A word-for-word copy of the whole listing is the required answer.

--- Data excerpts ---

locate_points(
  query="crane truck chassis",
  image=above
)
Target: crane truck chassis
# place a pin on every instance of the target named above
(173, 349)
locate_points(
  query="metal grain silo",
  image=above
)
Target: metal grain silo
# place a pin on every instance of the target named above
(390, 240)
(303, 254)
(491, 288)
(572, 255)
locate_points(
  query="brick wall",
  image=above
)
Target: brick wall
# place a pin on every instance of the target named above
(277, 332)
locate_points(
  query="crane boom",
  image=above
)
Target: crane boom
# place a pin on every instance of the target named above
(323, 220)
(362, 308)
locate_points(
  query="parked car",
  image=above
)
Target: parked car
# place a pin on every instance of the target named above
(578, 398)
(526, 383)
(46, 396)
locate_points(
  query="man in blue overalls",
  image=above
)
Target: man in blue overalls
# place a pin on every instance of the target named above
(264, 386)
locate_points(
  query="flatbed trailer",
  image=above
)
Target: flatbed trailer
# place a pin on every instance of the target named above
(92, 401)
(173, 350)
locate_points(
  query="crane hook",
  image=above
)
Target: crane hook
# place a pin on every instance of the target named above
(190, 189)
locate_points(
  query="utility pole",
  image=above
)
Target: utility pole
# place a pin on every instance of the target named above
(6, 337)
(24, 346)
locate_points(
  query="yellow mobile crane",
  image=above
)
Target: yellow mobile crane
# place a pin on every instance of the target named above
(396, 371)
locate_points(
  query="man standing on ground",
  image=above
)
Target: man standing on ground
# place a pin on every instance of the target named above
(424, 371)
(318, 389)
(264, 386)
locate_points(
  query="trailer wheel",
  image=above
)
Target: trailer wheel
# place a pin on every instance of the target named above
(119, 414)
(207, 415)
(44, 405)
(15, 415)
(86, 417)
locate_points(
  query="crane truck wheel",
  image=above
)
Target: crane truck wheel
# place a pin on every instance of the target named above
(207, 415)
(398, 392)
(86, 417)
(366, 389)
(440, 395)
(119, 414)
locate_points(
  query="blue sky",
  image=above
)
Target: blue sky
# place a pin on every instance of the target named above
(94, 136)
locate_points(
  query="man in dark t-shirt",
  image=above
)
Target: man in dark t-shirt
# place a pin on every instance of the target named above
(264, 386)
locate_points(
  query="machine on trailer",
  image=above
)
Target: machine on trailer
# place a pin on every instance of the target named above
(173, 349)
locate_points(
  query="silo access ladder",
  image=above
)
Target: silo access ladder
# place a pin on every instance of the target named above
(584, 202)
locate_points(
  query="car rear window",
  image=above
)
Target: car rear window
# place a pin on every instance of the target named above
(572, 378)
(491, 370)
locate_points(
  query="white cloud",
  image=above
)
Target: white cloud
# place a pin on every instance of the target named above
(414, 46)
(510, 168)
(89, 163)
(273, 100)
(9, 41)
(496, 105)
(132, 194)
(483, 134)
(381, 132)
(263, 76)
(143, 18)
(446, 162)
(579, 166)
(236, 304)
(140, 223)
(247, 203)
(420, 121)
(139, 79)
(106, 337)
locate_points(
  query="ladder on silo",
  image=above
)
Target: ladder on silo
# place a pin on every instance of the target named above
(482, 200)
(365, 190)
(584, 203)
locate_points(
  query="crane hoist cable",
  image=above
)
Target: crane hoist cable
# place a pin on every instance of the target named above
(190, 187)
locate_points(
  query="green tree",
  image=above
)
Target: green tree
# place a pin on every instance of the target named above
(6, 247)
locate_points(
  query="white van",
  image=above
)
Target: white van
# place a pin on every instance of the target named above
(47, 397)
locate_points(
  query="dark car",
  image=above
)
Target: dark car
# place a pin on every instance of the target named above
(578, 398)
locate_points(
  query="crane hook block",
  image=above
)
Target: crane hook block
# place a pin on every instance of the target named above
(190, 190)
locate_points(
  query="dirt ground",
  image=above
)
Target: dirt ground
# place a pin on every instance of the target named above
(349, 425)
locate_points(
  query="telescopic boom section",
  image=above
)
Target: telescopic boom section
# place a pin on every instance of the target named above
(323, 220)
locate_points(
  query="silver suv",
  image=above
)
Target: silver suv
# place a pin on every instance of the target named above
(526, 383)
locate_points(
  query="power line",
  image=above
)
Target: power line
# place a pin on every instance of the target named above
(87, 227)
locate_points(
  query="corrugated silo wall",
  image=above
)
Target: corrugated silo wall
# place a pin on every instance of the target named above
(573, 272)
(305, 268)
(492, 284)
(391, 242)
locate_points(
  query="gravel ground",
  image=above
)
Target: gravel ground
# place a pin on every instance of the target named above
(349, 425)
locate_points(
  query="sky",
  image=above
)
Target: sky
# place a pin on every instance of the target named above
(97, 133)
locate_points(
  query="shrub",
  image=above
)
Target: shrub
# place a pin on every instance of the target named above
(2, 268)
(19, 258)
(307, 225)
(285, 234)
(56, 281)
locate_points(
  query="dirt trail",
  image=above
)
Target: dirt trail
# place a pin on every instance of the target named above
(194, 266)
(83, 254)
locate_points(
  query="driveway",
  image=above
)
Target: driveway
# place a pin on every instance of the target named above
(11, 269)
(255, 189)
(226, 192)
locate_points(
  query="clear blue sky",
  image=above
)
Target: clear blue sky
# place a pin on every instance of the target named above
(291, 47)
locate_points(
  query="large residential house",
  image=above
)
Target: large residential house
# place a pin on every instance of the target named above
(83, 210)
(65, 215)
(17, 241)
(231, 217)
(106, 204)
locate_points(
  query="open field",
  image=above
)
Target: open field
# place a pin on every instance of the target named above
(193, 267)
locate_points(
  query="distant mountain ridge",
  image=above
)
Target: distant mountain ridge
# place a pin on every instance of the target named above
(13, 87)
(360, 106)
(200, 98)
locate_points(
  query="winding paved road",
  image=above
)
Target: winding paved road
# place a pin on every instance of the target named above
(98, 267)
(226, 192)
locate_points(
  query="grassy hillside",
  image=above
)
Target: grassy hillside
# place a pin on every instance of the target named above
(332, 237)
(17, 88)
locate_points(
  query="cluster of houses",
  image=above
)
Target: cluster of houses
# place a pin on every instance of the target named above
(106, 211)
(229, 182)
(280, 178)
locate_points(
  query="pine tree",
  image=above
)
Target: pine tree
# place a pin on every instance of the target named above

---

### The completed task
locate_points(
  query="crane truck chassis",
  image=above
)
Target: crane truck chassis
# place a pin on every instance of the target named above
(173, 349)
locate_points(
  query="metal grain silo",
  image=above
)
Target: metal grain silo
# place a pin on every instance of the target named above
(390, 240)
(303, 254)
(491, 288)
(572, 255)
locate_points(
  query="brick wall",
  image=above
)
Target: brick wall
# place a pin on every instance of the target named above
(277, 332)
locate_points(
  query="crane boom",
  image=above
)
Target: crane boom
# place a pin on every instance of the target named above
(323, 220)
(362, 308)
locate_points(
  query="parked car",
  image=above
)
Target: parked car
# place a pin on every instance of the target named above
(578, 398)
(526, 383)
(46, 396)
locate_points(
  query="man in blue overalls",
  image=above
)
Target: man in blue overalls
# place a pin on every instance of the target named above
(264, 386)
locate_points(
  query="flatbed trailer",
  image=above
)
Target: flatbed trailer
# place a pin on every instance of the target named above
(92, 401)
(173, 350)
locate_points(
  query="crane hook",
  image=above
)
Target: crane hook
# place a pin on every instance of the target named above
(190, 189)
locate_points(
  query="utility pole",
  image=above
)
Target: utility pole
# place a pin on every instance of the target named above
(6, 337)
(24, 346)
locate_points(
  query="yellow mobile crane",
  image=above
)
Target: yellow mobile crane
# place a pin on every instance of the target named above
(396, 371)
locate_points(
  query="man standing on ground",
  image=above
)
Target: man standing on ground
# place a pin on every instance of the target named above
(424, 371)
(318, 389)
(264, 386)
locate_points(
  query="trailer wheel",
  image=above
)
Target: trailer wheel
# place a pin on every instance of the target named above
(119, 414)
(207, 415)
(44, 405)
(15, 415)
(86, 417)
locate_points(
  query="crane truck wheel",
  image=above
)
Target: crane truck wheel
# place a pin on every instance of the target named above
(207, 415)
(398, 392)
(86, 417)
(366, 389)
(440, 395)
(119, 414)
locate_points(
  query="blue sky",
  image=above
)
Target: blue sky
# place a pin on every instance of the target named above
(94, 136)
locate_points(
  query="man in dark t-shirt",
  image=above
)
Target: man in dark t-shirt
# place a pin on every instance of the target named above
(264, 386)
locate_points(
  query="machine on trailer",
  image=above
)
Target: machine on trailer
# place a pin on every instance of the target named above
(173, 349)
locate_points(
  query="silo access ladder",
  image=above
)
Target: silo access ladder
# place a pin on every instance of the target named above
(584, 202)
locate_points(
  query="car rear window",
  image=above
)
Target: car rear window
# place a pin on every instance of the target named above
(572, 378)
(491, 370)
locate_points(
  query="white cloud",
  image=above
)
Target: white cloud
# place a pin on every instance of the target named above
(414, 46)
(510, 168)
(89, 163)
(273, 100)
(9, 41)
(496, 105)
(132, 194)
(483, 134)
(381, 132)
(263, 76)
(143, 18)
(446, 162)
(579, 166)
(236, 304)
(140, 223)
(247, 203)
(420, 121)
(139, 79)
(106, 337)
locate_points(
  query="ladder on silo",
  image=above
)
Target: ladder on silo
# place a pin on every instance of the target named above
(482, 200)
(365, 190)
(584, 203)
locate_points(
  query="crane hoist cable",
  image=above
)
Target: crane hoist cable
# place a pin on every instance of the target named above
(190, 187)
locate_points(
  query="green tree",
  image=above
)
Target: green tree
# place a pin on every instance of the target named above
(6, 247)
locate_points(
  query="white van",
  image=above
)
Target: white van
# place a pin on every instance of the target named above
(47, 397)
locate_points(
  query="dark car",
  image=above
)
Target: dark car
# place a pin on every instance of the target named above
(578, 398)
locate_points(
  query="crane hook block",
  image=above
)
Target: crane hook block
# place a pin on every instance of the target named above
(190, 190)
locate_points(
  query="dirt ground",
  image=above
)
Target: dirt ground
# place a pin on every instance of the target named above
(349, 425)
locate_points(
  query="telescopic boom section",
  image=above
)
Target: telescopic boom section
# place a pin on every instance of the target named above
(323, 220)
locate_points(
  query="silver suv",
  image=above
)
Target: silver suv
# place a pin on every instance of the target named above
(526, 383)
locate_points(
  query="power line",
  image=above
)
Target: power line
# place a pin on every instance of the target named above
(87, 227)
locate_points(
  query="corrugated silo wall",
  image=above
)
Target: corrugated silo wall
# place a pin on every instance of the target named above
(573, 272)
(305, 268)
(492, 284)
(391, 242)
locate_points(
  query="gravel ground",
  image=above
)
Target: gravel ground
# place a pin on every instance of the target named above
(349, 425)
locate_points(
  query="sky",
  image=above
)
Target: sky
# place a pin on every instance of the target named above
(97, 133)
locate_points(
  query="shrub",
  image=above
)
Target: shrub
# place a pin on every instance of the target named above
(2, 268)
(19, 258)
(307, 225)
(285, 234)
(56, 281)
locate_points(
  query="dirt trail",
  image=above
)
Target: dirt trail
# place a pin on every instance of the target named above
(194, 266)
(83, 254)
locate_points(
  query="driveway",
  image=above
)
Target: driveway
# place a pin on every instance of the target named above
(11, 269)
(255, 189)
(226, 192)
locate_points(
  query="clear blue sky",
  image=above
)
Target: clear blue sky
# place a pin on every instance of the target named above
(291, 47)
locate_points(
  query="large residential house",
  image=above
)
Target: large residential house
# place a pin on every instance of the target named above
(83, 210)
(65, 215)
(17, 241)
(231, 217)
(106, 204)
locate_points(
  query="open field",
  image=above
)
Target: open field
# place a pin on every instance of the target named above
(193, 267)
locate_points(
  query="distant mountain ridge",
  image=above
)
Target: distant mountain ridge
# place a pin on every instance of the target named above
(13, 87)
(360, 106)
(200, 98)
locate_points(
  query="winding paved road",
  image=above
)
Target: winding paved road
# place a pin on every instance of the target named above
(98, 267)
(226, 192)
locate_points(
  query="grassy hillside",
  image=above
)
Target: grassy hillside
# place a pin on every instance of the target named above
(332, 237)
(17, 88)
locate_points(
  query="cluster of houses",
  image=above
)
Target: cluster of houses
# place a pin on every instance of the target named above
(106, 211)
(229, 182)
(280, 178)
locate_points(
  query="pine tree",
  image=above
)
Target: pine tree
# place a pin on every instance of the target named above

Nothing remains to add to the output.